Work instruction =>
Write out the complete data exactly as written.

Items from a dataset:
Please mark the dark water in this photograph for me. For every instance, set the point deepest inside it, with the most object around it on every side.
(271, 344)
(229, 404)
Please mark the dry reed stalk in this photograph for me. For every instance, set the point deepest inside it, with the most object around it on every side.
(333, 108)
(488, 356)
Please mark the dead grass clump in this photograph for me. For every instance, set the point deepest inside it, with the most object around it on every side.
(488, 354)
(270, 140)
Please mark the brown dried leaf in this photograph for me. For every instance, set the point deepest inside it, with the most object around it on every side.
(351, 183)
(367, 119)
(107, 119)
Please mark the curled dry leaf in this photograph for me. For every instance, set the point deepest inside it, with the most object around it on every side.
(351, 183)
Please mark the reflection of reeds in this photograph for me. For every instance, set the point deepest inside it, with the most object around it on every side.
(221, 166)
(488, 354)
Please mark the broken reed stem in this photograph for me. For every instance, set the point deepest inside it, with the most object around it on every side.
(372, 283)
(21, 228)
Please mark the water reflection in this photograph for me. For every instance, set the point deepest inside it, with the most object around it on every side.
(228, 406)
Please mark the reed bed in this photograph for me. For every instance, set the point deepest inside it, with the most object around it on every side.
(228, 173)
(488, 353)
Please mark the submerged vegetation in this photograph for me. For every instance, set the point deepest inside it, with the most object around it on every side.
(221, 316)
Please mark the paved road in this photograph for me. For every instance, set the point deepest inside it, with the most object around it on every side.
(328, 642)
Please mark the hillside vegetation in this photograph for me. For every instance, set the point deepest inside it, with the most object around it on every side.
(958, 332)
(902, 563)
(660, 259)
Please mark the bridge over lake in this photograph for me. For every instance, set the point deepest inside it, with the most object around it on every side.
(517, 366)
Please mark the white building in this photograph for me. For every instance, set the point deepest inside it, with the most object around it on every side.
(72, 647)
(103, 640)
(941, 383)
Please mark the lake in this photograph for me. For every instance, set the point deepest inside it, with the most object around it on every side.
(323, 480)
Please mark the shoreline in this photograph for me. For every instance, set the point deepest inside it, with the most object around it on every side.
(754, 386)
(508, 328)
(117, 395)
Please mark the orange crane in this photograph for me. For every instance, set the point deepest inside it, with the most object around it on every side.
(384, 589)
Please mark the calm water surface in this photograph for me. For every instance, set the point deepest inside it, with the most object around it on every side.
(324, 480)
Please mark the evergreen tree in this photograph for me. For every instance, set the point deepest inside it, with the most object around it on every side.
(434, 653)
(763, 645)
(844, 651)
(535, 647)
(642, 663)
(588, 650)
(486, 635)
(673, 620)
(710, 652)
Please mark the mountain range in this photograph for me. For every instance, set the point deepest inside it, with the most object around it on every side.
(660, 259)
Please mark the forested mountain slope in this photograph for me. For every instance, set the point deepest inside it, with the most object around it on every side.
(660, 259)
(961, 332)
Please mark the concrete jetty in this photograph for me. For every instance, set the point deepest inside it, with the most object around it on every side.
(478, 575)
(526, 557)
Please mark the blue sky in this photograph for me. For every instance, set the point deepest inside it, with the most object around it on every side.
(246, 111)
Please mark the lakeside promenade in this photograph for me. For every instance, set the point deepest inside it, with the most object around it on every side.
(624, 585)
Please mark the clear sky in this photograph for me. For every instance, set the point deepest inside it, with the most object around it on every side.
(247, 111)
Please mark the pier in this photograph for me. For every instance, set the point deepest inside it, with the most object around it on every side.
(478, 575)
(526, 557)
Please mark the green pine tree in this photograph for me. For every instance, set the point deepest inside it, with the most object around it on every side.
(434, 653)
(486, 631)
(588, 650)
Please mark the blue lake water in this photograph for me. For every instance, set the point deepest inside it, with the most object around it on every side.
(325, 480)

Response below =>
Please mark the dark water in this photograph for me. For every instance, set the point deepest inside it, with the most object around it on every side.
(271, 344)
(229, 404)
Please mark the dry reed stalk in this photograph for me. For every instance, set the point deepest inside it, with the most object around it on every side.
(333, 108)
(488, 356)
Please mark the dead grass clump in this photograph for me. For every instance, set the point deepest inside it, with the most object around it on every side.
(488, 354)
(270, 140)
Please mark the brown dried leaf in this photograph for me. For every instance, set the point deepest inside it, with the most object around it on every side.
(351, 183)
(367, 119)
(107, 119)
Please mark the curled dry leaf in this photograph for me. For every instance, set the point deepest inside it, with the most object around it on every side.
(351, 183)
Please mark the reflection of reeds in this photograph for me. For every instance, set the point deepest inside it, with the most object around it on every side.
(221, 166)
(488, 354)
Please mark the broken reed stem in this photograph for me. For every instance, set the point deepest inside it, with the most object around it on every side.
(372, 283)
(21, 228)
Please mark the water reflection in this photograph for me. For every instance, set the point deepest inside it, with the most object around it on every side.
(228, 406)
Please mark the reed bed in this photograph for me. For every instance, set the point deepest inside it, with the most object around it on every side.
(228, 173)
(488, 353)
Please mark the submerged vegetation in this photograph for me. For every instance, set the point deepest inside it, with the most object around it on every side.
(221, 316)
Please mark the paved road in this photograph for me. For every instance, set the point deepest inside it, with the most object around it on every side.
(328, 642)
Please mark the hillside vegetation in this photograph for me. For every instance, set the point deepest inside it, with the most object around it on every side.
(958, 332)
(902, 563)
(660, 259)
Please mark the bridge over lake in this photograph for me. For every instance, set the point deepest inside it, with the most object around it on every side.
(517, 366)
Please mark the white building in this photograph for me. For every instance, set the point deepest inside it, with the most object around it on every side.
(72, 647)
(103, 640)
(941, 383)
Please mark the lake in this photograph for me. For every instance, set the point deepest inside it, with the most object around it on every side.
(323, 480)
Please mark the shoreline in this photograph for me. For every instance, set the point deepest inside it, with the most object around it on every side.
(754, 386)
(508, 328)
(117, 395)
Please mark the orange crane in this photograph for me. For every instance, set the point deepest inside it, with the most object around it on every side.
(384, 589)
Please mark the calm water surface in this photograph for me. For every instance, set the point deepest inside it, with the most object around it on every side.
(324, 480)
Please mark the evergreen tree in this photograph for me. For every instance, set the point deepest inside it, with the most object around it on every side.
(434, 653)
(763, 645)
(844, 651)
(535, 647)
(642, 663)
(588, 650)
(486, 635)
(673, 620)
(710, 652)
Please mark the mountain range in this photograph for me. For every instance, set the point deepest inside it, with the most object around it on every side.
(660, 259)
Please mark the forested mountain slope in this photograph for me. For every instance, set the point deepest inside it, with the most object around it on every side.
(660, 259)
(961, 332)
Please mark the concrete jetty in this photograph for me. For every instance, set the point deepest inside it, with the most object around it on every side.
(478, 575)
(526, 557)
Please mark the blue sky in this photograph for me. For every instance, set the point deepest inside it, with the most object around it on every side.
(246, 111)
Please mark the lakeside promenade in this photograph for me. For every instance, set the point deepest inside it, with the most object around it on every side.
(624, 585)
Please mark the clear sky in this photograph for me. For every instance, set the point deepest inside it, with the most object around it on every side.
(247, 111)
Please mark the pier in this photograph for me. For every instance, set the point deepest inside it, with the most object around it on every side.
(478, 575)
(526, 557)
Please mark the green pine tree in this photograph for me. For every instance, set the point deepest inside it, with the most object around it on every side.
(434, 653)
(486, 631)
(588, 650)
Please mark the blue lake water in this photograph for me. For every instance, set the point deepest inside it, with the most object around it on every side.
(325, 480)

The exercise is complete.